Aim
Gather every line of the data below that contains the string "cleat". Case counts.

Some records
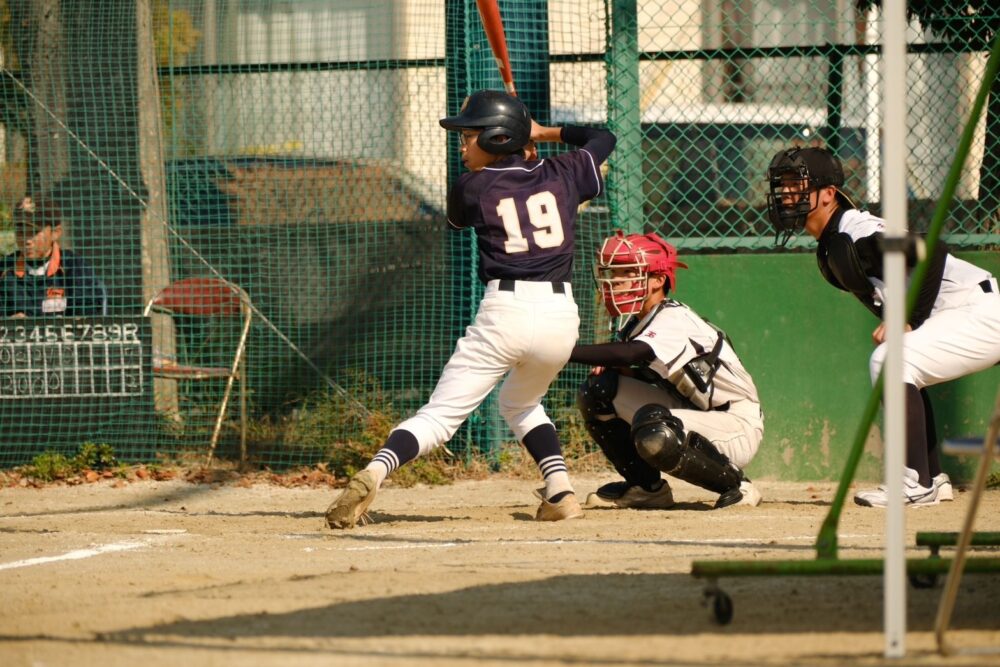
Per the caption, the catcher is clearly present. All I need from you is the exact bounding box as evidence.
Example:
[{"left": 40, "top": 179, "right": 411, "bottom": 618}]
[{"left": 570, "top": 230, "right": 764, "bottom": 509}]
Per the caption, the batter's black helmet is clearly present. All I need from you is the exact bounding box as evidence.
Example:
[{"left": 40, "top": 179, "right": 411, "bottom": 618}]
[{"left": 441, "top": 90, "right": 531, "bottom": 155}]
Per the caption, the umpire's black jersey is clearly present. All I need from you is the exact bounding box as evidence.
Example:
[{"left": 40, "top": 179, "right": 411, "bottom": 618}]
[{"left": 448, "top": 126, "right": 615, "bottom": 283}]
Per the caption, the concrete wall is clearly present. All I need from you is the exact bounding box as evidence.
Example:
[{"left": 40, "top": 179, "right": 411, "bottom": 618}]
[{"left": 676, "top": 252, "right": 1000, "bottom": 480}]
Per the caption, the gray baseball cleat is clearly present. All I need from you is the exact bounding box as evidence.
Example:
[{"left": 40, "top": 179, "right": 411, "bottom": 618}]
[
  {"left": 535, "top": 488, "right": 583, "bottom": 521},
  {"left": 326, "top": 470, "right": 378, "bottom": 529},
  {"left": 715, "top": 478, "right": 763, "bottom": 510}
]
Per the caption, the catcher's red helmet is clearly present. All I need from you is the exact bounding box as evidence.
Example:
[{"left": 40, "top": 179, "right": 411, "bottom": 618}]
[{"left": 596, "top": 229, "right": 687, "bottom": 316}]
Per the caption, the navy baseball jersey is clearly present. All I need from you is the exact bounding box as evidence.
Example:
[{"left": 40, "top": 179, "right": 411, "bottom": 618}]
[{"left": 448, "top": 126, "right": 615, "bottom": 283}]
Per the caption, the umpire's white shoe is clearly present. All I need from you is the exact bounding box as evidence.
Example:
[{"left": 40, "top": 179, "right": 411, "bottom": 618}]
[
  {"left": 931, "top": 472, "right": 955, "bottom": 502},
  {"left": 586, "top": 480, "right": 674, "bottom": 510},
  {"left": 326, "top": 470, "right": 378, "bottom": 529},
  {"left": 854, "top": 468, "right": 936, "bottom": 507}
]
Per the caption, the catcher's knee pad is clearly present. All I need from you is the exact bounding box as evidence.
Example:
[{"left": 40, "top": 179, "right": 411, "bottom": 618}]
[
  {"left": 632, "top": 403, "right": 684, "bottom": 474},
  {"left": 632, "top": 404, "right": 743, "bottom": 493},
  {"left": 576, "top": 370, "right": 618, "bottom": 421},
  {"left": 577, "top": 371, "right": 660, "bottom": 486}
]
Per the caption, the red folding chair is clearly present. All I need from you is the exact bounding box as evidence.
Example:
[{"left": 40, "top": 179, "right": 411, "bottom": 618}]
[{"left": 143, "top": 278, "right": 253, "bottom": 465}]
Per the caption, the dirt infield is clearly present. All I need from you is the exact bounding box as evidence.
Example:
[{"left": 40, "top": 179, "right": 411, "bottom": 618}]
[{"left": 0, "top": 475, "right": 1000, "bottom": 667}]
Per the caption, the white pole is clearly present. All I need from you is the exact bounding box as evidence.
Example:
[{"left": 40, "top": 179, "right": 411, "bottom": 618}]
[{"left": 882, "top": 0, "right": 907, "bottom": 658}]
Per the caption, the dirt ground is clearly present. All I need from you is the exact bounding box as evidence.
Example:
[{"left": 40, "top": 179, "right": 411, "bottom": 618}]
[{"left": 0, "top": 475, "right": 1000, "bottom": 667}]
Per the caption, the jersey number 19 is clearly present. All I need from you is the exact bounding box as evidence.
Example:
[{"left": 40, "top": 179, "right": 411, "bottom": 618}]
[{"left": 497, "top": 190, "right": 565, "bottom": 255}]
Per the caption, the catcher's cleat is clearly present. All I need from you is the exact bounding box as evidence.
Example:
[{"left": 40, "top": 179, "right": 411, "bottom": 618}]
[
  {"left": 715, "top": 479, "right": 763, "bottom": 510},
  {"left": 535, "top": 489, "right": 583, "bottom": 521},
  {"left": 326, "top": 470, "right": 378, "bottom": 529},
  {"left": 587, "top": 480, "right": 674, "bottom": 510}
]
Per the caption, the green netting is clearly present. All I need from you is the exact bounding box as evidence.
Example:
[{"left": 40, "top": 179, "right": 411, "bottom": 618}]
[{"left": 0, "top": 0, "right": 1000, "bottom": 466}]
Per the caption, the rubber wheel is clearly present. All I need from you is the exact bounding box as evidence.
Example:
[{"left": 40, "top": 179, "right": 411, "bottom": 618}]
[
  {"left": 712, "top": 591, "right": 733, "bottom": 625},
  {"left": 910, "top": 574, "right": 937, "bottom": 588}
]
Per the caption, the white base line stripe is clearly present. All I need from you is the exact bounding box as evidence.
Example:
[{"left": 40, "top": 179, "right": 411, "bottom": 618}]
[
  {"left": 338, "top": 534, "right": 879, "bottom": 551},
  {"left": 0, "top": 542, "right": 149, "bottom": 570}
]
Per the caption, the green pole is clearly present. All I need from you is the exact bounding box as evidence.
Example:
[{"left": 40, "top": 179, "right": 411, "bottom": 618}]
[{"left": 605, "top": 0, "right": 646, "bottom": 233}]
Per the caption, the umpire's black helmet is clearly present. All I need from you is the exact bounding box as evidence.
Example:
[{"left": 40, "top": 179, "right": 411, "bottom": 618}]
[{"left": 440, "top": 90, "right": 531, "bottom": 155}]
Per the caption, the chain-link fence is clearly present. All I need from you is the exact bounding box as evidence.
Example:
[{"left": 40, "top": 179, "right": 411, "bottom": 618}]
[{"left": 0, "top": 0, "right": 1000, "bottom": 466}]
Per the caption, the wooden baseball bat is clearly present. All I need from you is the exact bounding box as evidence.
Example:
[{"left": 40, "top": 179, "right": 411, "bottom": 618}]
[{"left": 476, "top": 0, "right": 517, "bottom": 95}]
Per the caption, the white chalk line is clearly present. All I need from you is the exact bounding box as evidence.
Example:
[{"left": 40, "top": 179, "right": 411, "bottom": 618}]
[
  {"left": 320, "top": 533, "right": 880, "bottom": 552},
  {"left": 0, "top": 541, "right": 149, "bottom": 570}
]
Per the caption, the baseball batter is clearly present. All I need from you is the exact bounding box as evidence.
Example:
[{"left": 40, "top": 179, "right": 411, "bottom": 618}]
[
  {"left": 768, "top": 148, "right": 1000, "bottom": 507},
  {"left": 570, "top": 230, "right": 764, "bottom": 509},
  {"left": 326, "top": 90, "right": 615, "bottom": 528}
]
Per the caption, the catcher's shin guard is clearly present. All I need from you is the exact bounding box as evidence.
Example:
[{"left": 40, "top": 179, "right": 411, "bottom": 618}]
[
  {"left": 632, "top": 403, "right": 743, "bottom": 494},
  {"left": 576, "top": 371, "right": 660, "bottom": 488}
]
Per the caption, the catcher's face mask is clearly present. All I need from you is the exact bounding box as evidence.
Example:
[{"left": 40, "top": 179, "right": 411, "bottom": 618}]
[{"left": 595, "top": 229, "right": 687, "bottom": 317}]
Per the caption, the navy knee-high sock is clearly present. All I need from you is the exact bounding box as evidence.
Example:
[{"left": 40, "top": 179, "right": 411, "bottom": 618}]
[
  {"left": 905, "top": 384, "right": 931, "bottom": 486},
  {"left": 920, "top": 387, "right": 941, "bottom": 477},
  {"left": 523, "top": 424, "right": 573, "bottom": 502},
  {"left": 365, "top": 429, "right": 420, "bottom": 486}
]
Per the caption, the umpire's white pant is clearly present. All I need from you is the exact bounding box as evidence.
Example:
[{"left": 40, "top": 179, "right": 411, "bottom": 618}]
[
  {"left": 396, "top": 280, "right": 580, "bottom": 455},
  {"left": 612, "top": 375, "right": 764, "bottom": 468},
  {"left": 868, "top": 279, "right": 1000, "bottom": 389}
]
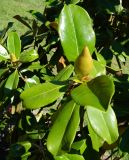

Finished exercise
Per the caption, the gray baseball cleat is clearly present. All I need from you is the exact bounding box as evidence.
Per the caption, the catcher's cleat is clearly present. All I need from you is the exact bounding box as evidence.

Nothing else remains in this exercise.